-- start Dataset content --

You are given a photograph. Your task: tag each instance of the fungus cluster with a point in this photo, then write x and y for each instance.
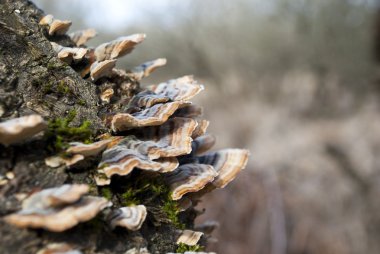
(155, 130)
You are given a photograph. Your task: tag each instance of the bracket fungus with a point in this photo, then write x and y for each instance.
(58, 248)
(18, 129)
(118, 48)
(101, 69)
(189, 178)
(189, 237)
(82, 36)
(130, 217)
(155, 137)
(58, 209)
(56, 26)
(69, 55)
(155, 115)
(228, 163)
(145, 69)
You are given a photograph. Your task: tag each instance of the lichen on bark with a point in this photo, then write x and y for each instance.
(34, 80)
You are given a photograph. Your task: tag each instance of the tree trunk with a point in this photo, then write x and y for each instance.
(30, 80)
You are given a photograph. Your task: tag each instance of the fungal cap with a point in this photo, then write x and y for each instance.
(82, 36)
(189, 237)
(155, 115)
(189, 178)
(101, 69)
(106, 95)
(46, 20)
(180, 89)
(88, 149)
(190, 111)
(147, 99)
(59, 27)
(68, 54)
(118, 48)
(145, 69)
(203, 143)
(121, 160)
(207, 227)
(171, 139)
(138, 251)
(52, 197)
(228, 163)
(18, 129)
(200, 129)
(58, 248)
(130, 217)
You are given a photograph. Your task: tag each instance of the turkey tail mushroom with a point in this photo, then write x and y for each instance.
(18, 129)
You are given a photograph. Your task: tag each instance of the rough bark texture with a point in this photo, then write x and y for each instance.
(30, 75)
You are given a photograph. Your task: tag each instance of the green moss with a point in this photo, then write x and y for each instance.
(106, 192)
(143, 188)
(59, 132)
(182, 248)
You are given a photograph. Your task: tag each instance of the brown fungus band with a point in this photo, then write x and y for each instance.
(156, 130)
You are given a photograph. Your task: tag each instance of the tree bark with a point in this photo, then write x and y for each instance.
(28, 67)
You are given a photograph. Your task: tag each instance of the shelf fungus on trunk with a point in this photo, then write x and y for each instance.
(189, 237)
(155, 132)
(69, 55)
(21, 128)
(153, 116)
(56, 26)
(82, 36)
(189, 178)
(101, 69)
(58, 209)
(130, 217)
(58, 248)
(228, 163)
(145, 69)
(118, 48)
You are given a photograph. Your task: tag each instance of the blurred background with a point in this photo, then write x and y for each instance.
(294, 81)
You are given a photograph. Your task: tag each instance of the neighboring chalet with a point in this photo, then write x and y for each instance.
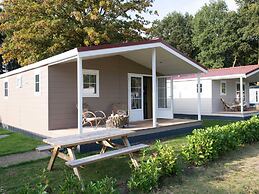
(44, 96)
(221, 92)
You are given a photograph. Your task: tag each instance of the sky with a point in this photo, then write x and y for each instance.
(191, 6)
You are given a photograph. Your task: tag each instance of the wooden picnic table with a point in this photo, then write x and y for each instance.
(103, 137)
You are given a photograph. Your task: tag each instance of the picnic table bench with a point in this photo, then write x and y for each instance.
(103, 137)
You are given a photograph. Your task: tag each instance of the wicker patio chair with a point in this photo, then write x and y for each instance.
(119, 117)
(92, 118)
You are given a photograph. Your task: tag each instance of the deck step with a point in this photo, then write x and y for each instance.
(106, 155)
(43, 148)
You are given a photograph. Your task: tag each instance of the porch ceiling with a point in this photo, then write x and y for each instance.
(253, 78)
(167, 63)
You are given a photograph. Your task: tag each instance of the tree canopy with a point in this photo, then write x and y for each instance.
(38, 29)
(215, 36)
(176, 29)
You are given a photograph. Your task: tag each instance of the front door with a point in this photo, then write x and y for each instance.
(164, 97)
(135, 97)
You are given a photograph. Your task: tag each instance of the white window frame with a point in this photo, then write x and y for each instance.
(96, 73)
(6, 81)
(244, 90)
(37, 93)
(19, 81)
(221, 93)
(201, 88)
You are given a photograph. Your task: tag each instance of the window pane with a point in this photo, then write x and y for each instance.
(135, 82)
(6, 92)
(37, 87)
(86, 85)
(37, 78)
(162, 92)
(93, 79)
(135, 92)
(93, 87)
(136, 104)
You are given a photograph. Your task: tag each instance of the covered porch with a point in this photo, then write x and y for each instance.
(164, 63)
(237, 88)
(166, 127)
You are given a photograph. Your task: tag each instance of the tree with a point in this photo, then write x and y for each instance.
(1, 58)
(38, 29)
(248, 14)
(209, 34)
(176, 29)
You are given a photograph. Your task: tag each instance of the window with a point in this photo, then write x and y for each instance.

-- end Dataset content --

Return all of the entries exactly as written, but drop any pictures they hold.

**Exercise output:**
You are given a photograph. Your task: tag each instance of the fungus cluster with a point in this photo, then write x and y for each instance.
(155, 130)
You are given a photograph. Your task: tag each instance of the bracket fungus with a point in this photo, then write x and y for each instance.
(58, 248)
(18, 129)
(118, 48)
(101, 69)
(189, 178)
(189, 237)
(82, 36)
(130, 217)
(155, 137)
(58, 209)
(56, 26)
(69, 55)
(155, 115)
(228, 163)
(145, 69)
You are given a photograph. Your task: tag each instance of the lichen on bark with a point in this photo, then write x and y for each instance.
(34, 80)
You are given a photograph. Your task: tag each instance of the tree trunk with a point in this photo, then write x and y for each instance.
(30, 80)
You are given a photograph. Your task: tag each instance of the fungal cap with a point in this photo, then write x and y for each instance.
(82, 36)
(189, 237)
(155, 115)
(189, 178)
(101, 69)
(106, 95)
(46, 20)
(180, 89)
(88, 149)
(190, 111)
(147, 99)
(59, 27)
(68, 54)
(118, 48)
(145, 69)
(203, 143)
(121, 160)
(207, 227)
(171, 139)
(138, 251)
(52, 197)
(228, 163)
(18, 129)
(200, 129)
(58, 248)
(130, 217)
You are given a photograph. Your task: tag each instance of the turkey tail mushroom with a point in this photo, then write x and y for each instance.
(18, 129)
You are given a photograph. Your task: tag each instance of the rough bark texture with a point in this photo, then write x and y for each instance.
(30, 75)
You are given a photograph. Your task: tag each instance of the green moss with a point in this photo, then write x and y for each instance.
(106, 192)
(143, 188)
(59, 132)
(182, 248)
You are given a photograph. Your task: tag each instance of the brown fungus band with a point in this photo, then write x and y for each instance.
(156, 130)
You are given a photograph. Your task: tag each instance of the tree bark with a point in this photo, then write x and y for each instance.
(28, 67)
You are given a photograph. Your task: tag each instance of the shelf fungus on trunk with a point in this photo, then write x and y for each instance.
(189, 237)
(155, 132)
(69, 55)
(21, 128)
(153, 116)
(56, 26)
(82, 36)
(189, 178)
(101, 69)
(58, 209)
(130, 217)
(58, 248)
(228, 163)
(145, 69)
(118, 48)
You are given a photograph. Your task: tag each instance of the blurred background with a point in this photo, then write x and y for each instance.
(294, 81)
You are given a photograph. Your task: tag each instance of the neighboring chalet with a point in this photo, then write x and y for each instance.
(44, 96)
(221, 92)
You are given a photograph. Your task: tag each instance of the sky with a point in this photo, then write x and y for each instance.
(191, 6)
You are given a photograph. Your task: tag each instance of the wooden picnic table with a point in this photo, then write x and y for each instance.
(103, 137)
You are given a photograph. Your task: tag each instance of the picnic table bench with a point in this photo, then write x and y for each instance.
(103, 137)
You are given a photograph. Your task: tag each instance of the wicker patio chair with a point in this photo, then write x and y for each instance.
(119, 117)
(92, 118)
You are given a photograph. Your task: tag each instance of the deck step with a point in this photo, then write x and y for each instance.
(106, 155)
(43, 148)
You are given a photograph. Your task: tag each instance of the porch ceiling with a point in this photo, then write x and y for each instance.
(253, 78)
(167, 63)
You are given a photograph. Your task: tag each instance of the tree canopy with a point in this photo, then write x and y for each instance.
(38, 29)
(215, 36)
(176, 29)
You are given a photograph. Your task: tag each instance of the front door with a point in this photo, then write x and y for each instance.
(164, 97)
(135, 97)
You are given a photograph. Your task: tag each instance of the white window frame with a point in this photo, then write x and y for each instance.
(96, 73)
(6, 81)
(244, 90)
(37, 93)
(19, 81)
(221, 93)
(201, 88)
You are given a photograph. Your task: tag each instance of the window pane with a point in this photo, then write x and y for each instance.
(135, 82)
(6, 92)
(37, 87)
(86, 85)
(37, 78)
(162, 92)
(93, 79)
(135, 92)
(93, 87)
(136, 104)
You are given a photograph. Your task: tag each instance of the covered porch with a point in this photo, then write x and y for each instance.
(164, 63)
(237, 88)
(166, 127)
You are given a photograph. Your task: tag each instance of the tree with a point in this photo, then write x and y for each instance.
(1, 58)
(38, 29)
(248, 14)
(209, 34)
(176, 29)
You are given a photograph. Your task: tag each instance of the window with a point in this photo, then write x and y for each instance.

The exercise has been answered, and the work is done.